- _Brief_
Scan the material below and report how many lines include the string "suitcase"; nothing else belongs in the reply.

- _Entries supplied_
##############################

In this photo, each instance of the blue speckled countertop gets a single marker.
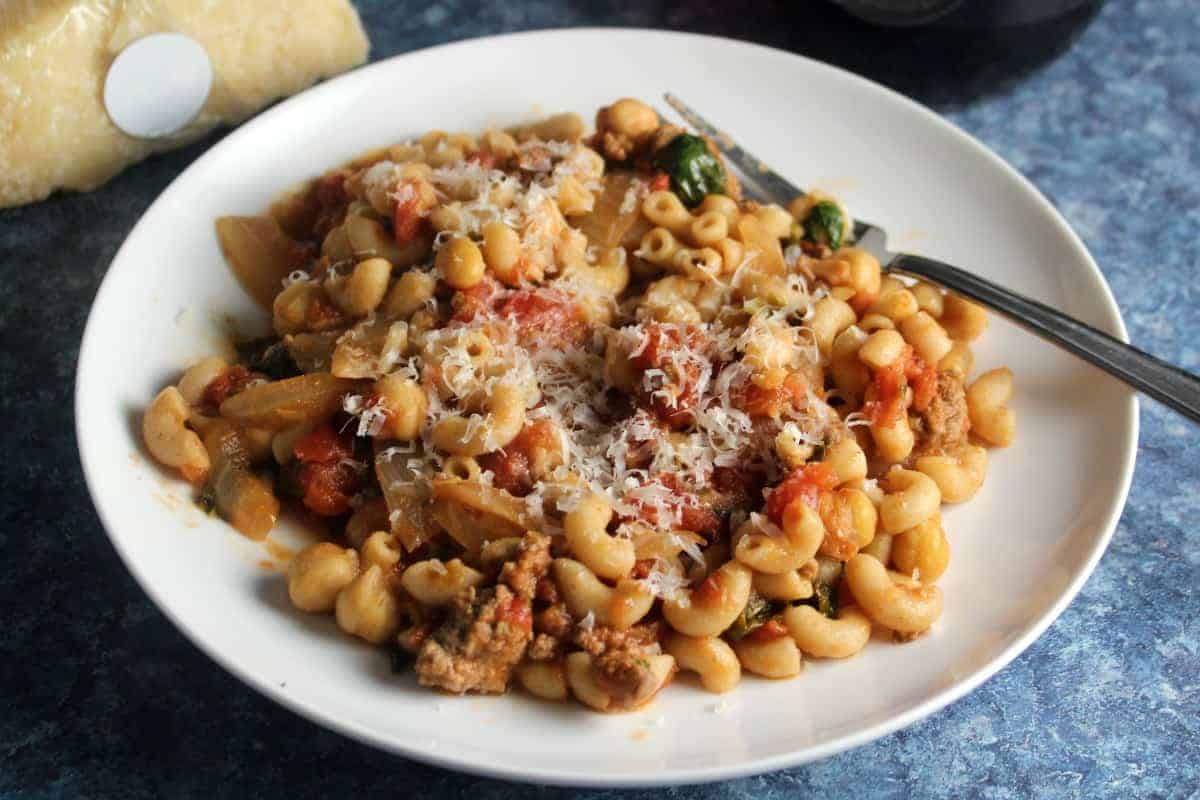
(102, 697)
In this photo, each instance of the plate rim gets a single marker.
(1113, 323)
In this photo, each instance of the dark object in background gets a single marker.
(949, 53)
(960, 13)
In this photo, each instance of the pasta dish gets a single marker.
(571, 414)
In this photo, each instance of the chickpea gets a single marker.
(366, 287)
(461, 263)
(318, 573)
(411, 292)
(381, 549)
(631, 118)
(406, 404)
(502, 251)
(366, 608)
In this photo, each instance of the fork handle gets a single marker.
(1164, 382)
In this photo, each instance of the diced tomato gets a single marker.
(406, 220)
(709, 590)
(484, 158)
(544, 316)
(546, 590)
(693, 513)
(331, 188)
(807, 483)
(323, 445)
(331, 203)
(513, 465)
(516, 612)
(760, 402)
(480, 299)
(323, 314)
(328, 487)
(768, 631)
(923, 378)
(738, 486)
(227, 384)
(885, 396)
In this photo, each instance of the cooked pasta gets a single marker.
(581, 417)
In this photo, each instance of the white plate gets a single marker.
(1021, 548)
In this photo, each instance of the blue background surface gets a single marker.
(102, 697)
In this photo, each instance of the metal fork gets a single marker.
(1164, 382)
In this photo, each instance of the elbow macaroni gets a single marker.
(577, 409)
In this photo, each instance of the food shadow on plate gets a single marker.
(942, 65)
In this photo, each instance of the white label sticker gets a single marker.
(157, 85)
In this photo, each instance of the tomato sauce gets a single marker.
(682, 378)
(406, 220)
(516, 612)
(511, 467)
(807, 483)
(226, 385)
(543, 316)
(886, 394)
(327, 477)
(760, 402)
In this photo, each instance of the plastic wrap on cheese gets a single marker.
(54, 54)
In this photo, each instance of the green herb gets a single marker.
(208, 499)
(757, 611)
(825, 594)
(825, 224)
(401, 659)
(694, 170)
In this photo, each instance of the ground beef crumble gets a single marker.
(486, 631)
(942, 427)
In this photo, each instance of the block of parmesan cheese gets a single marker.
(54, 55)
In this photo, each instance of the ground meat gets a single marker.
(600, 638)
(624, 675)
(942, 427)
(544, 648)
(555, 620)
(478, 645)
(522, 575)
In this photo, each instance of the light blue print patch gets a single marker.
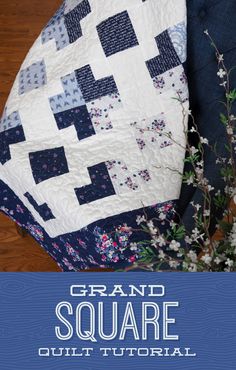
(178, 37)
(71, 98)
(32, 77)
(11, 121)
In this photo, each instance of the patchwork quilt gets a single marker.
(92, 136)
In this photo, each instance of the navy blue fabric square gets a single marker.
(92, 89)
(80, 118)
(167, 59)
(48, 163)
(101, 186)
(73, 18)
(117, 34)
(11, 136)
(44, 211)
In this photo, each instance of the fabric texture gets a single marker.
(85, 135)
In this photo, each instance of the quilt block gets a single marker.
(86, 153)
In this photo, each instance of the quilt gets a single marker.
(92, 136)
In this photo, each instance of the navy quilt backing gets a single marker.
(85, 148)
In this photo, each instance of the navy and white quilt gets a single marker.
(85, 148)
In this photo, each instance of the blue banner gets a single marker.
(118, 321)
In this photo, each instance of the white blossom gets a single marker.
(206, 259)
(221, 73)
(140, 219)
(204, 140)
(133, 246)
(173, 264)
(162, 216)
(174, 245)
(192, 255)
(161, 241)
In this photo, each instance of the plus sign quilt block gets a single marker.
(90, 130)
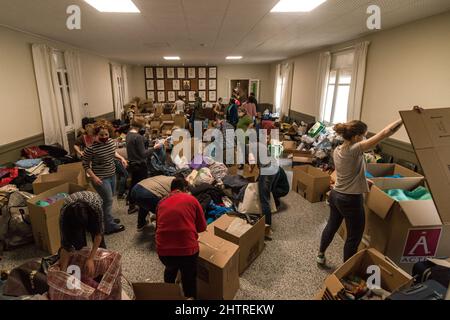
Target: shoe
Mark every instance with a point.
(119, 229)
(321, 260)
(132, 209)
(141, 227)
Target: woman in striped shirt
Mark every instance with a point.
(98, 161)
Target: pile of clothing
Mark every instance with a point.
(356, 289)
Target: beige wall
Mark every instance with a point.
(225, 73)
(406, 66)
(18, 91)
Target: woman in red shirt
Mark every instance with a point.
(179, 219)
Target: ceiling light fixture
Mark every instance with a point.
(116, 6)
(297, 5)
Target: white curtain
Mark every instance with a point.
(358, 78)
(49, 96)
(322, 82)
(73, 66)
(286, 72)
(126, 95)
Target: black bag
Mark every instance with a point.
(429, 290)
(427, 270)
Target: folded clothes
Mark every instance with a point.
(51, 200)
(395, 176)
(420, 193)
(28, 163)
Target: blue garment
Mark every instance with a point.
(28, 163)
(106, 192)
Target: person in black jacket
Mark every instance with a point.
(137, 157)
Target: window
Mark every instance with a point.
(64, 89)
(338, 88)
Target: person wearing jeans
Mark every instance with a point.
(347, 198)
(98, 161)
(179, 219)
(147, 194)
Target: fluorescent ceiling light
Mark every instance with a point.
(297, 5)
(124, 6)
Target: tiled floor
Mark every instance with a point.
(285, 270)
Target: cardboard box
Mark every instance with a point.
(251, 243)
(406, 231)
(45, 220)
(392, 277)
(218, 268)
(157, 291)
(311, 183)
(382, 170)
(72, 173)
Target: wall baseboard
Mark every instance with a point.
(11, 151)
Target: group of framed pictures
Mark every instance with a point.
(165, 84)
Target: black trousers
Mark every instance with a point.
(138, 173)
(351, 209)
(187, 265)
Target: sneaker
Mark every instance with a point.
(141, 227)
(320, 259)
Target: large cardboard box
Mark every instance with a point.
(157, 291)
(251, 242)
(45, 220)
(392, 277)
(311, 183)
(406, 231)
(218, 268)
(70, 173)
(382, 170)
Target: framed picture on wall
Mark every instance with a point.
(171, 96)
(181, 73)
(160, 73)
(170, 73)
(186, 84)
(191, 73)
(151, 95)
(213, 72)
(202, 84)
(150, 85)
(160, 84)
(202, 73)
(213, 84)
(212, 96)
(149, 73)
(161, 96)
(191, 96)
(176, 85)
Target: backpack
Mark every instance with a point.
(15, 226)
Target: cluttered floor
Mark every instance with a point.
(286, 269)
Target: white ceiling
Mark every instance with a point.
(205, 31)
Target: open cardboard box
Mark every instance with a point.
(406, 231)
(382, 170)
(69, 173)
(218, 268)
(251, 243)
(45, 220)
(392, 277)
(310, 182)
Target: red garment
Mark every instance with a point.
(179, 219)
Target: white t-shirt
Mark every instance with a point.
(179, 106)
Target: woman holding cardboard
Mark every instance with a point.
(347, 198)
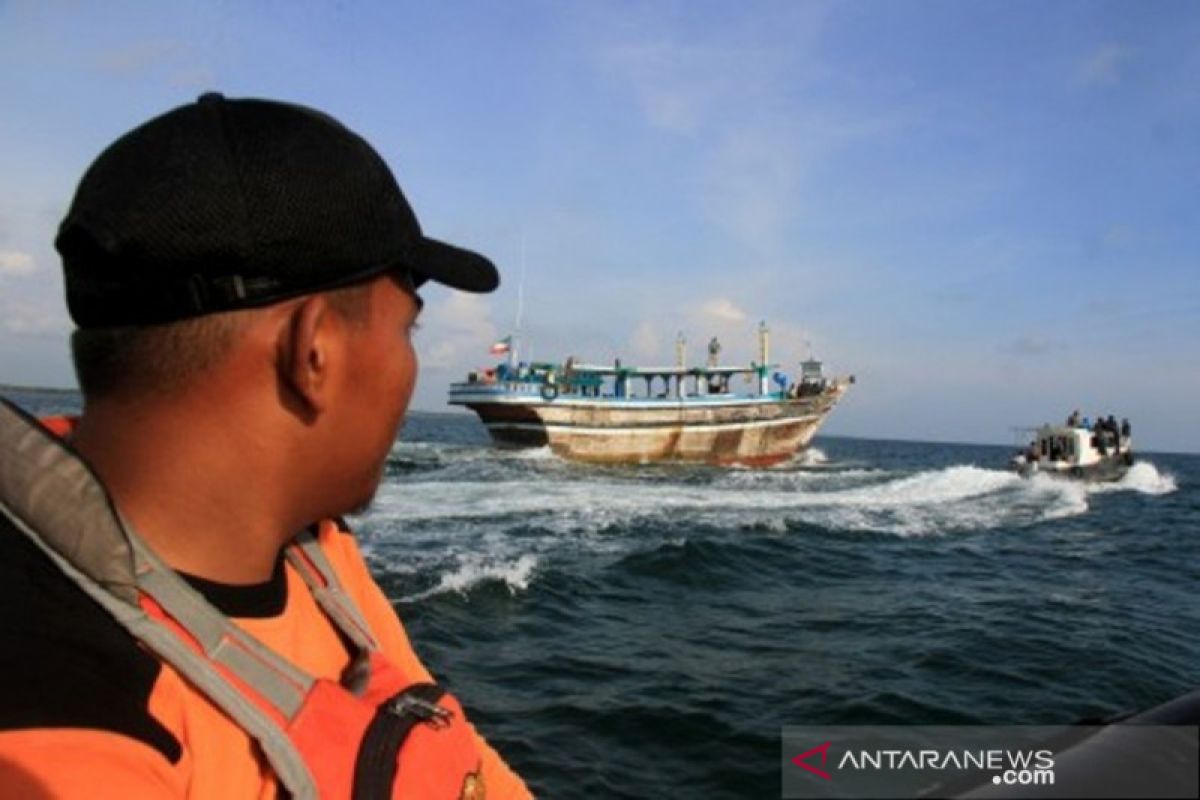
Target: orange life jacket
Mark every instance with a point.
(371, 734)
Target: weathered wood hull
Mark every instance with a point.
(755, 432)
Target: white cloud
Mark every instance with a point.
(724, 310)
(455, 331)
(1103, 66)
(34, 320)
(17, 263)
(137, 58)
(1030, 346)
(647, 342)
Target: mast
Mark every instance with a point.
(514, 344)
(681, 361)
(763, 355)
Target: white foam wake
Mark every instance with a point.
(473, 570)
(1144, 477)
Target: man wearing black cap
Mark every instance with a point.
(195, 619)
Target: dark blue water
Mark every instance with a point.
(646, 631)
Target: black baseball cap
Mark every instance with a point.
(226, 204)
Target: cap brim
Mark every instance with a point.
(454, 266)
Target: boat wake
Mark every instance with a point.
(485, 522)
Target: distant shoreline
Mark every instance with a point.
(47, 390)
(54, 390)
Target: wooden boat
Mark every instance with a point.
(627, 414)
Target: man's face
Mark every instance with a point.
(379, 382)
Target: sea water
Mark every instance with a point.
(646, 631)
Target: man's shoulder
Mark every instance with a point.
(64, 661)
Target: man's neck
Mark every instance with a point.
(202, 491)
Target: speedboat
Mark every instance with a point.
(1077, 451)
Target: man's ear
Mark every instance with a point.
(305, 344)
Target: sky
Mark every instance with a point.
(989, 212)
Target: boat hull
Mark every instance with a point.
(1109, 469)
(756, 432)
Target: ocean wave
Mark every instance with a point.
(959, 498)
(475, 570)
(1144, 477)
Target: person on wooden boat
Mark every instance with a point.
(195, 617)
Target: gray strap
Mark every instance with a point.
(53, 498)
(48, 486)
(328, 590)
(287, 763)
(271, 675)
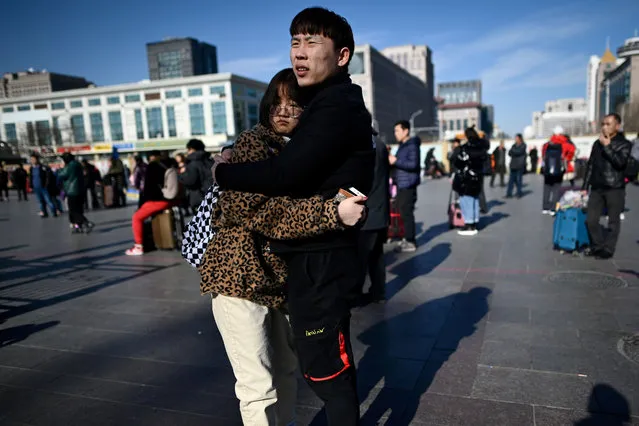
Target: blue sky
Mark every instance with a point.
(525, 52)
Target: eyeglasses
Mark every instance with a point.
(291, 111)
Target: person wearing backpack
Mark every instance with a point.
(161, 191)
(196, 175)
(553, 167)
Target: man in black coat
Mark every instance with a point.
(331, 149)
(605, 176)
(375, 229)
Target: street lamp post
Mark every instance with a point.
(411, 120)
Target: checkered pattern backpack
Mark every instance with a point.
(199, 231)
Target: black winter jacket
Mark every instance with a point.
(607, 164)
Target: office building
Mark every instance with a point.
(570, 114)
(180, 57)
(31, 82)
(161, 114)
(393, 94)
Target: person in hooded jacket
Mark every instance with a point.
(196, 175)
(468, 181)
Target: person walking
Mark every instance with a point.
(73, 180)
(517, 155)
(375, 229)
(4, 183)
(468, 181)
(19, 179)
(330, 150)
(407, 166)
(605, 178)
(499, 156)
(39, 182)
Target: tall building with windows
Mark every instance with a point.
(390, 92)
(31, 82)
(180, 57)
(134, 117)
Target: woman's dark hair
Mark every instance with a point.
(324, 22)
(471, 133)
(286, 82)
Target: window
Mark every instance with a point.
(217, 90)
(139, 126)
(252, 114)
(97, 130)
(115, 124)
(43, 132)
(170, 119)
(154, 122)
(172, 94)
(219, 117)
(196, 112)
(170, 64)
(131, 98)
(10, 132)
(77, 126)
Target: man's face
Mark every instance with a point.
(609, 126)
(400, 133)
(315, 59)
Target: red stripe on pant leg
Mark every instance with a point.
(343, 356)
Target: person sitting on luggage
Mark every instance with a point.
(553, 169)
(161, 192)
(468, 181)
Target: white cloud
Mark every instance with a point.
(256, 67)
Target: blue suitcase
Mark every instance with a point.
(570, 232)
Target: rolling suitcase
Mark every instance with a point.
(455, 217)
(569, 230)
(164, 230)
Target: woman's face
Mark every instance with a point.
(285, 115)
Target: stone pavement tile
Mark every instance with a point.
(506, 354)
(547, 416)
(532, 387)
(509, 314)
(447, 410)
(572, 319)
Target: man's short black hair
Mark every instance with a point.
(195, 144)
(321, 21)
(284, 80)
(616, 116)
(404, 124)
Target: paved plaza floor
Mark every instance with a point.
(496, 329)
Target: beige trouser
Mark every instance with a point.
(259, 344)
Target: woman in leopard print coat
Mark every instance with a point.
(246, 280)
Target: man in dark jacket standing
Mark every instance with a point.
(375, 229)
(499, 155)
(518, 156)
(407, 167)
(331, 149)
(605, 176)
(196, 174)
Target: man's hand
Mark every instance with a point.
(352, 210)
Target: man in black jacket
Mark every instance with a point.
(375, 229)
(605, 176)
(196, 174)
(331, 149)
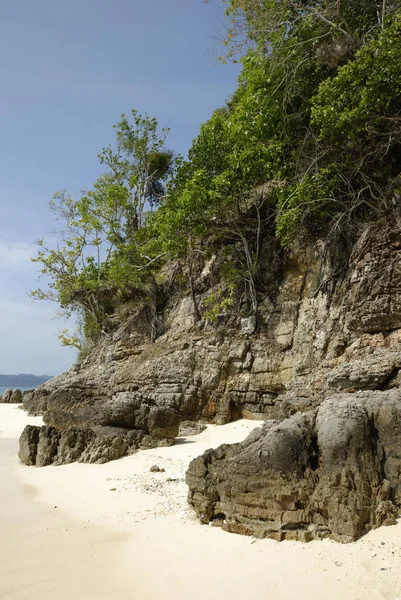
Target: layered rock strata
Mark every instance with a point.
(334, 471)
(323, 330)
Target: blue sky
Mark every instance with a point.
(68, 70)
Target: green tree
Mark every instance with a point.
(102, 252)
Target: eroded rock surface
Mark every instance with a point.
(324, 330)
(334, 471)
(118, 426)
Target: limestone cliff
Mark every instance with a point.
(326, 329)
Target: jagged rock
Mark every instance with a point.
(334, 471)
(11, 397)
(321, 332)
(113, 428)
(188, 428)
(248, 325)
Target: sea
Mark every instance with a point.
(4, 388)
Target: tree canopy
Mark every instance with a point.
(309, 144)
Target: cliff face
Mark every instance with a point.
(325, 332)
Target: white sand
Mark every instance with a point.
(122, 532)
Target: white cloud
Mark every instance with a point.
(16, 256)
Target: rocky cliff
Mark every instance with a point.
(326, 329)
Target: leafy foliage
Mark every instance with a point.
(308, 144)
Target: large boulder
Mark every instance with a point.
(334, 471)
(113, 428)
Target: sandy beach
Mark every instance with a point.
(120, 531)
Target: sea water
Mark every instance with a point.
(4, 388)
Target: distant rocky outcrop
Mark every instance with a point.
(334, 471)
(23, 380)
(328, 331)
(11, 397)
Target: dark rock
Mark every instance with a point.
(322, 332)
(188, 428)
(330, 472)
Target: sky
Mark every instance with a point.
(68, 71)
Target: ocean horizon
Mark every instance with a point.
(3, 388)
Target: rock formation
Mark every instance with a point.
(333, 471)
(326, 332)
(11, 397)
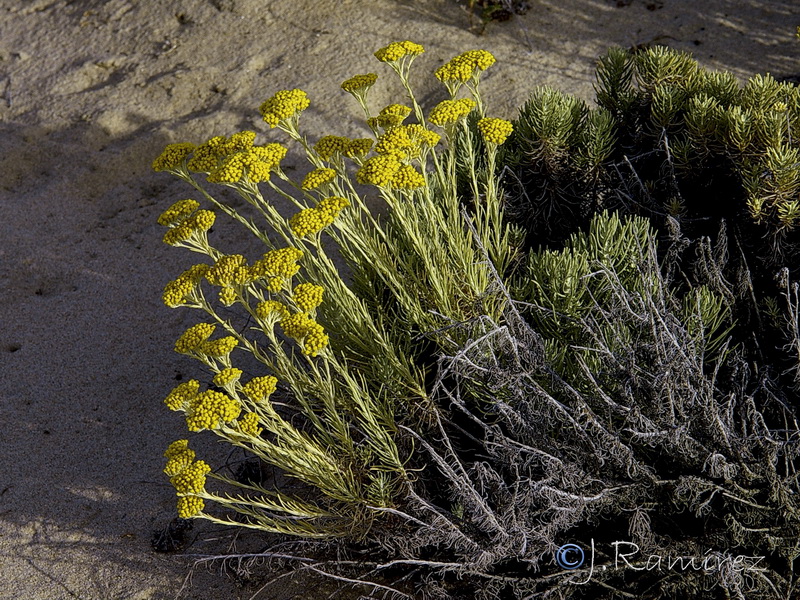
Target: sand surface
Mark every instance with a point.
(90, 92)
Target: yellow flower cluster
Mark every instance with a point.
(259, 389)
(209, 409)
(173, 156)
(450, 111)
(178, 291)
(283, 105)
(408, 178)
(495, 131)
(248, 425)
(199, 222)
(271, 310)
(231, 160)
(255, 163)
(229, 269)
(193, 338)
(316, 178)
(392, 115)
(187, 476)
(178, 212)
(180, 397)
(307, 296)
(463, 67)
(179, 457)
(313, 220)
(397, 50)
(304, 329)
(227, 376)
(277, 266)
(192, 479)
(190, 506)
(379, 170)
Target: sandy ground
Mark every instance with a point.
(90, 92)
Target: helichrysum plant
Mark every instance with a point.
(453, 404)
(335, 375)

##############################

- _Problem solution_
2